#### PASSAGE TO READ:
When a user makes a new contact or calendar entry on his or her iOS device, the entry is automatically put in the cloud and then pushed to all other iOS devices. If you ever change that information, it is automatically updated on all devices.
Jobs also talked about three other new iCloud apps — Documents, Photo Stream, and iTunes in the Cloud.
Documents lets you use Apple’s office products Pages, Numbers, and Keynotes will cloud functions. For example, if you create a Pages document, the app will upload and store it in the cloud and push it to all your devices.
The Photo Stream app lets you automatically push photos to your other iOS devices. When you take a photo on an iPhone outside, you can go home and all your photos will be on your iPad. Photo Stream will be built into iPhoto on the Mac, which connects the Apple ecosystem of products even further. Apple will store the last 1000 photos you take on your device, while a Mac or PC will be able to store all photos. One weird thing that Jobs mentioned with the Photo Stream app is that photos will only be stored on Apple’s server for 30 days.
Finally, Jobs talked about iTunes in the Cloud. With the push of a button you can download any song you’ve ever downloaded from iTunes to any device at no charge. This announcement is huge because for the first time, you will be able to make a single purchase and download the song to multiple devices at the same time with ease.

#### INFORMATION SHOWN:
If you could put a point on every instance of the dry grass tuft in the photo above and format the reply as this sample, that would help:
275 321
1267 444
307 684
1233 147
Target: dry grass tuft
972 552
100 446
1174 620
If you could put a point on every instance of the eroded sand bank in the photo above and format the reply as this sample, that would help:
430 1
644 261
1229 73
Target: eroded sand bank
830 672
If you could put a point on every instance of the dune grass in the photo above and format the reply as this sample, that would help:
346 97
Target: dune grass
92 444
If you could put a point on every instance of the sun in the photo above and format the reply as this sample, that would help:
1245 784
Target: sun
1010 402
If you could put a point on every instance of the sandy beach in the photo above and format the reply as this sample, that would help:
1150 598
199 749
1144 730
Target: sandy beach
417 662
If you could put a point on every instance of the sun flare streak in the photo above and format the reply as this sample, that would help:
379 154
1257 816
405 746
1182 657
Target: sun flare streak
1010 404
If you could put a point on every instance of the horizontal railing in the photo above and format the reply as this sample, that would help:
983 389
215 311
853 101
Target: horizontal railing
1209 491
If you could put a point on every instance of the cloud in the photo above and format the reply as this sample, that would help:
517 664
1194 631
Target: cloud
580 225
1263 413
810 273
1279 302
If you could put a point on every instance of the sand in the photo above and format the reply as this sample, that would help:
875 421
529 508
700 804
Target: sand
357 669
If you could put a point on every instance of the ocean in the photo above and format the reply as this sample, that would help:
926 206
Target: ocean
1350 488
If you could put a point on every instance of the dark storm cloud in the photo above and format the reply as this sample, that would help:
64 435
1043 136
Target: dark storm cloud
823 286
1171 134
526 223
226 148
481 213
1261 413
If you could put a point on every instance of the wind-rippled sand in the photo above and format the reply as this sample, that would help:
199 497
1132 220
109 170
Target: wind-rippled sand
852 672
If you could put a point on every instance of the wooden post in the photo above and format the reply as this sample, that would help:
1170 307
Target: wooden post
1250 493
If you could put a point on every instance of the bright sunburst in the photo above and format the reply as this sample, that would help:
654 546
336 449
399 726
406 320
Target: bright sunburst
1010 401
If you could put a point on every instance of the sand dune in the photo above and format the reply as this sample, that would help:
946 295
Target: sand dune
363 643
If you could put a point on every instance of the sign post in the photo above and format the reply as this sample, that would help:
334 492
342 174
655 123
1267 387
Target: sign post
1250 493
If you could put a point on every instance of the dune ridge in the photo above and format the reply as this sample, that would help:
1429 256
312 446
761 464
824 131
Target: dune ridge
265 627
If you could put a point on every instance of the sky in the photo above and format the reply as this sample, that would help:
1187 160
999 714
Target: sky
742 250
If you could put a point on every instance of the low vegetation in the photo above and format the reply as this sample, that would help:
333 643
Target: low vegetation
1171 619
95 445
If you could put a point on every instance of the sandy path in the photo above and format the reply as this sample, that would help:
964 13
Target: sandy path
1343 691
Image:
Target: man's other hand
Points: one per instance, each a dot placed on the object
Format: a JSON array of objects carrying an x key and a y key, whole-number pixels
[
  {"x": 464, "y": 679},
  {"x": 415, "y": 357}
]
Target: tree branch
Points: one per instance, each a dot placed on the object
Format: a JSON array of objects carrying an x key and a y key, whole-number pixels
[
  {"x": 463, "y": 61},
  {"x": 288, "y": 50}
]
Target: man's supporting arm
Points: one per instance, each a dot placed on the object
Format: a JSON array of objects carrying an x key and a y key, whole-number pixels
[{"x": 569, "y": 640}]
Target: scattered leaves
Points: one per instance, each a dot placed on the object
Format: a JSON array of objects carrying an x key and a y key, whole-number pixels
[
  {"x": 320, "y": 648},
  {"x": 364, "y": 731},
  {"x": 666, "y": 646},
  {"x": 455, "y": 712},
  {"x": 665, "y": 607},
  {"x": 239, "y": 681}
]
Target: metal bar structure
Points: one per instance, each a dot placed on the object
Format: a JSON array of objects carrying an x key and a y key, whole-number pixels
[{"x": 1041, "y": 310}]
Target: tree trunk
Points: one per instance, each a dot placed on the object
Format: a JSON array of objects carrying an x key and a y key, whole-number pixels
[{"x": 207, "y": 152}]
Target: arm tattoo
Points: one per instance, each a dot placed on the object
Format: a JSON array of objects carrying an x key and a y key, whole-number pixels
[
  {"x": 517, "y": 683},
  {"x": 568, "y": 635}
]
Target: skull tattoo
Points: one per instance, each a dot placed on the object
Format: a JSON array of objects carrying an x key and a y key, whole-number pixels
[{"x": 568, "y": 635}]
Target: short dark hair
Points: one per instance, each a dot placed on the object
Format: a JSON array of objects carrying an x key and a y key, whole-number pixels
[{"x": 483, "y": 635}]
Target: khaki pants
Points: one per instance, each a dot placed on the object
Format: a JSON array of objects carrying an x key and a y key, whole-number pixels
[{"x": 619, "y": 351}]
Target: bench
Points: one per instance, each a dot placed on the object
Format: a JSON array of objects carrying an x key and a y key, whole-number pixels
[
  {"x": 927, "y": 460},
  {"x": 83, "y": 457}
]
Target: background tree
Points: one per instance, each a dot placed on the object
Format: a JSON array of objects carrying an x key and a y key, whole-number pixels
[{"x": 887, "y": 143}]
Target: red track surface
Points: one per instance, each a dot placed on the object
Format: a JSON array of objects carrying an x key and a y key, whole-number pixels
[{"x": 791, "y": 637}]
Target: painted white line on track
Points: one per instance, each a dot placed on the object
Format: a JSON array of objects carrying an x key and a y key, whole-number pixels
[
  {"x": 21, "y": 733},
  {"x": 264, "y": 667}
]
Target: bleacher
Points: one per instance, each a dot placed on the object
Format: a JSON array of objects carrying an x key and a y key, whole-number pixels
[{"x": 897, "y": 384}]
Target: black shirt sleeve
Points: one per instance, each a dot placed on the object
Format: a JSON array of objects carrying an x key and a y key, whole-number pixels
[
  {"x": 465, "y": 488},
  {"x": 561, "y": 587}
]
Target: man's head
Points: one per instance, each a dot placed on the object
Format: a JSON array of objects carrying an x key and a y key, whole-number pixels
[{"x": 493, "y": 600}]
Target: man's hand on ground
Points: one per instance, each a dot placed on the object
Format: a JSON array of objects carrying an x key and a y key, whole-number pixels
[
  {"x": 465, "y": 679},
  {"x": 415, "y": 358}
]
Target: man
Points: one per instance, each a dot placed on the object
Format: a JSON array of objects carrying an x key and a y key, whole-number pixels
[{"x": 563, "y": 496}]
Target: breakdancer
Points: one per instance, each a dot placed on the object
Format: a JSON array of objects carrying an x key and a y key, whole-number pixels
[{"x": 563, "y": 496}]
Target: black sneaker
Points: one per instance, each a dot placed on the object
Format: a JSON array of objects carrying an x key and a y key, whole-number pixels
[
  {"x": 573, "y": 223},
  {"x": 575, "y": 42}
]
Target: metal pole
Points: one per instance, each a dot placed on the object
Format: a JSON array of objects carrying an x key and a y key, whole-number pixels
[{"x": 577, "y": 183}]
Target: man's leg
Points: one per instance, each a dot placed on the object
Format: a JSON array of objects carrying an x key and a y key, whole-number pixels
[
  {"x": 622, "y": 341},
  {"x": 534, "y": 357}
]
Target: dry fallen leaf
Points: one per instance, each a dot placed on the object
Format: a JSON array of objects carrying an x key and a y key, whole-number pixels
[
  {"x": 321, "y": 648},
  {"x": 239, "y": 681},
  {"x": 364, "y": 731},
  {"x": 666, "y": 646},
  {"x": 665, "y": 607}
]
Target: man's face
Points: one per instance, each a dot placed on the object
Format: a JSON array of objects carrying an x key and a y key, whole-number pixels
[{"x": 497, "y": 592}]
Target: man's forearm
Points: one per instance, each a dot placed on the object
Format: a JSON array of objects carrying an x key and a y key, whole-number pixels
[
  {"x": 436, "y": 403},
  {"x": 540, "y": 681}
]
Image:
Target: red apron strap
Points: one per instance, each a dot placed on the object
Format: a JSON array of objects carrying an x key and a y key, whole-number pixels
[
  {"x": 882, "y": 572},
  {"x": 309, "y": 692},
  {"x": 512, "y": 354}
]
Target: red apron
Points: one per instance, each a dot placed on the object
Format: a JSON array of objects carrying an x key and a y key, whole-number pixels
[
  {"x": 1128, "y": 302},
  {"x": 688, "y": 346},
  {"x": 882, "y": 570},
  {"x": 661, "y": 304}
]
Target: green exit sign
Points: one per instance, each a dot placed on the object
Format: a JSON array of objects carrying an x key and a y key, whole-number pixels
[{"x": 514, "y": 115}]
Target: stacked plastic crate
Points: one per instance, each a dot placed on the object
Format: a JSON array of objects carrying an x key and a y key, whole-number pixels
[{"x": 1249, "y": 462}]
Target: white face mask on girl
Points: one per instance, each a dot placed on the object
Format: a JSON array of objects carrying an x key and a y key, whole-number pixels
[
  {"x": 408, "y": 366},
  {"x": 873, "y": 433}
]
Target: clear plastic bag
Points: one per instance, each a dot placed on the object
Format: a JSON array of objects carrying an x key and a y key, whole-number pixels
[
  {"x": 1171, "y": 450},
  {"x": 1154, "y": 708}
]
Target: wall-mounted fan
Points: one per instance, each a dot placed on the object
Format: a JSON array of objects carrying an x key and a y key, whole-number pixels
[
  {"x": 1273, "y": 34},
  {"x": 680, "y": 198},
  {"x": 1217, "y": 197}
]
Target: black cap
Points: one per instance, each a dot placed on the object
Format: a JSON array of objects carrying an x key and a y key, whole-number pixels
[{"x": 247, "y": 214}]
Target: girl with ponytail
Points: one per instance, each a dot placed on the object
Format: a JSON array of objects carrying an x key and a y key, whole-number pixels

#### PROBLEMS TO WORK ON:
A) In the iCloud passage, how many days will photos from the Photo Stream app stay on Apple's server?
B) Please rewrite the stretch of the records from the line containing "Target: girl with ponytail" through the end of the records as a numbered list, leaving out blank lines.

#### RESPONSES BY TASK:
A) 30 days.

B)
1. Target: girl with ponytail
2. Points: one per instance, each a dot placed on the object
3. Format: a JSON array of objects carrying an x key and a y key, whole-number pixels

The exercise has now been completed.